# VOTRE TÂCHE
Reprenez l'extrait ci-dessous sur les programmes destinés aux hauts potentiels et poursuivez-le à partir de sa dernière phrase.

Quel est le calendrier classique après l'intégration ?

Au bout de trois à cinq ans, on peut sortir par le bas - être rayé de la liste - ou par le haut. Lorsque l'on ne fait plus partie du programme, on s'en rend généralement compte car les choses vont moins vite. Pour ceux qui en bénéficient, les changements de poste sont plus ou moins fréquents selon les secteurs d'activité. Dans la pharmacie, le rythme n'est pas le même que dans la mode et le luxe.

 

Quels sont les programmes spécifiques aux hauts potentiels ?

Principalement, il s'agit d'une gestion de carrière minutieuse et individualisée. Les changements de postes sont plus fréquents et interviennent sous forme de mobilité internationale, fonctionnelle ou promotionnelle. De manière secondaire, la moitié des entreprises environ propose un dispositif de formation en externe, par exemple à l'Insead ou HEC, ou dans une université d'entreprise comme chez Accor ou Bouygues. C'est loin d'être systématique. Les formations sont en général peu académiques. L'objectif consiste surtout à faire rencontrer les hauts potentiels entre eux, à leur faire connaître des dirigeants et à impliquer ces derniers.

 

De quels avantages financiers ou en nature bénéficient les hauts potentiels ?

"L'objectif des formations pour les hauts potentiels consiste surtout à les faire se rencontrer entre eux, à leur faire connaître des dirigeants et à impliquer ces derniers"

Dans un tiers des entreprises, ils profitent de plans de stock-options et de parts variables supérieures. Dans un tiers des cas, le salaire de base est supérieur. Cela reste limité car les entreprises veulent se faire discrètes. Pour les fidéliser, elles peuvent leur proposer des avantages en nature, comme une voiture de fonction, ou de petits coups de pouce sous forme de primes, qui peuvent passer inaperçus.

 

Quels sont les risques de ces programmes pour le salarié ?

Il risque de se prendre pour une star ! Il peut connaître une forte désillusion si sa carrière ralentit. Par ailleurs, ces programmes sont très exigeants et stressants, il peut s'épuiser. L'envahissement de la sphère privée pourrait poser de plus en plus de problème avec la génération montante, soucieuse de cet aspect.

# LISTE DES ENTRÉES
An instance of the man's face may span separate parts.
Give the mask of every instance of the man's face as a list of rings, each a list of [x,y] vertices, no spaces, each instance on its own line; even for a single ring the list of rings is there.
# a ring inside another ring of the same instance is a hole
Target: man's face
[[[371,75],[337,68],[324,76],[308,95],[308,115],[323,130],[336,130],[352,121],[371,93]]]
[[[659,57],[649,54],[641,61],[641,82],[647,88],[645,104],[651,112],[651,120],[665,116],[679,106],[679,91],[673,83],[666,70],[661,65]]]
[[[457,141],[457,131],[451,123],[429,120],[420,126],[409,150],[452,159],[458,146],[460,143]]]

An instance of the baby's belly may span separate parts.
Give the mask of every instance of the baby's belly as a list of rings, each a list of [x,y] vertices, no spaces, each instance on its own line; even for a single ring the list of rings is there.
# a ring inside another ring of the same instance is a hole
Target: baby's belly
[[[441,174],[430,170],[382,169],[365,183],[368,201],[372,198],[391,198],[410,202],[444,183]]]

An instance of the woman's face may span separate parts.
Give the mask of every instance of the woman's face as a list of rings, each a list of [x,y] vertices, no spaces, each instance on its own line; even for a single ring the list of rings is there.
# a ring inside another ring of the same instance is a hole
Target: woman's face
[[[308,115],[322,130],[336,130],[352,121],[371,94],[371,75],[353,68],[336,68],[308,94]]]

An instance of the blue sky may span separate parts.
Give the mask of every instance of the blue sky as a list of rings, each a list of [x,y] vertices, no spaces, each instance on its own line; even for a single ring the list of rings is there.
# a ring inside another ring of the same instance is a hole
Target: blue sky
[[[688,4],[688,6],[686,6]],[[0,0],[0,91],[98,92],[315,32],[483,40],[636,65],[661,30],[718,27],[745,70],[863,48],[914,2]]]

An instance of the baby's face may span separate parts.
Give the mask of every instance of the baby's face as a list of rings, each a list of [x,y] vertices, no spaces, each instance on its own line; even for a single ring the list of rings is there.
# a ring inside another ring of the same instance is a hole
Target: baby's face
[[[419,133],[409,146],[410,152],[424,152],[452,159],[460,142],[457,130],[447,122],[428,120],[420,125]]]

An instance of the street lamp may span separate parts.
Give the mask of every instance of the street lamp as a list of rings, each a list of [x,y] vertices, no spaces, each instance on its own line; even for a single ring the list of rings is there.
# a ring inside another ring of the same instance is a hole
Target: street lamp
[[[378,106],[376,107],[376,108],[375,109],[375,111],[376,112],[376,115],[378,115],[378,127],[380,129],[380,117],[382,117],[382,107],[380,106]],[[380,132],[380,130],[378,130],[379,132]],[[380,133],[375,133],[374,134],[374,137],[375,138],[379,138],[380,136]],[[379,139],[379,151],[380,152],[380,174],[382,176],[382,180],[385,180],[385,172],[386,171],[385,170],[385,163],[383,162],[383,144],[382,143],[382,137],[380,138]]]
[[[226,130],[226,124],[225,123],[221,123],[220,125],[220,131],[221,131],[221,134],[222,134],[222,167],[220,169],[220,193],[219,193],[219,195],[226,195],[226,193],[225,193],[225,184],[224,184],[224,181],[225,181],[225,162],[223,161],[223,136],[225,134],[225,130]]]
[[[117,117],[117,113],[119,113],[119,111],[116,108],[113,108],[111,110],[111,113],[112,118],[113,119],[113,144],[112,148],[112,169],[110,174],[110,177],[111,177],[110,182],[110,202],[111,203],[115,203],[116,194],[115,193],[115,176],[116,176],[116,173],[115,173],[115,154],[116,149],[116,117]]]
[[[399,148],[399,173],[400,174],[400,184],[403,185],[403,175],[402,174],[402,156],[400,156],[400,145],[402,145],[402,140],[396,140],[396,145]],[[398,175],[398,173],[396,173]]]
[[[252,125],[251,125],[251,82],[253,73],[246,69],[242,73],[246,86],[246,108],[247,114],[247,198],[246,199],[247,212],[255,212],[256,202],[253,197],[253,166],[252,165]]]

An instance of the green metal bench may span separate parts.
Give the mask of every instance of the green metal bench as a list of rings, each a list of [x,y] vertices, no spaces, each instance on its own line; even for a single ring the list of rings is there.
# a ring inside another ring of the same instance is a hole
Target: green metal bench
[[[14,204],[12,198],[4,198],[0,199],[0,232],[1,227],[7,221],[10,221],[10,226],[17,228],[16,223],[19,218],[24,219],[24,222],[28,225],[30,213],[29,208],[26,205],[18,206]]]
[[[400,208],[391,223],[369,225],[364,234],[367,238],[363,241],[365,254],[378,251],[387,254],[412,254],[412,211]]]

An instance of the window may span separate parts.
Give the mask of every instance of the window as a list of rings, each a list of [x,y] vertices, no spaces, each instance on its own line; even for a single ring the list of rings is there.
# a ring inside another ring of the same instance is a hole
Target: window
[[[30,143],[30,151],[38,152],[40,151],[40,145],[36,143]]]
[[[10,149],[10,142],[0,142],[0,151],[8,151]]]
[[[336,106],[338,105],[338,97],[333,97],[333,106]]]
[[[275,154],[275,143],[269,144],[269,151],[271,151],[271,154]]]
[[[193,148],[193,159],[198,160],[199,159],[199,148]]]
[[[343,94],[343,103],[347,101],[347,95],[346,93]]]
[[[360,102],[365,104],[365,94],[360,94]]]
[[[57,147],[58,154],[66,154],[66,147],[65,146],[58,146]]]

# RÉSULTAT ATTENDU
 

Et pour l'entreprise ?

Le groupe peut rapidement devenir très élitiste. Par ailleurs, le programme pour hauts potentiels peut décourager les autres cadres. Si les carrières avancent trop vite, les hauts potentiels pensent à leur avenir mais moins à la performance. Ils n'assurent pas de continuité dans le management.

 

Les assessment center permettent-ils de rendre le processus de sélection plus équitable et transparent ?

"Si les carrières avancent trop vite, les hauts potentiels pensent à leur avenir mais moins à la performance"

Dans les pays anglo-saxons, en Allemagne, en Suède, on les utilise très souvent avec des simulations individuelles et collectives, des tests de personnalité ou psychotechniques. Cela peut durer de trois jours à trois semaines. Je ne crois pas pour ma part que l'assessment center permette vraiment d'éviter les luttes de pouvoir. On peut toujours imposer quelqu'un, même dans une sélection en apparence "scientifique". Quoique l'on fasse, le risque existe. Il faut donc que le DRH soit sensible aux questions de pouvoir et il vaut mieux mettre le sujet sur la table.

 

Quelles autres évolutions vous semblent marquantes sur la constitution de ces viviers ?

Depuis quelques temps déjà, les systèmes élitistes sont montrés du doigt, à mesure que la pénurie de cadres se fait ressentir. Il faudra détecter plus souvent et plus tard les hauts potentiels, au moins jusqu'à 50 ans. Il faudra aussi intégrer les femmes, encore peu présentes dans ces programmes. Au-delà, il faut gérer le potentiel non seulement des cadres mais aussi des salariés en général, en s'intéressant à leur orientation professionnelle.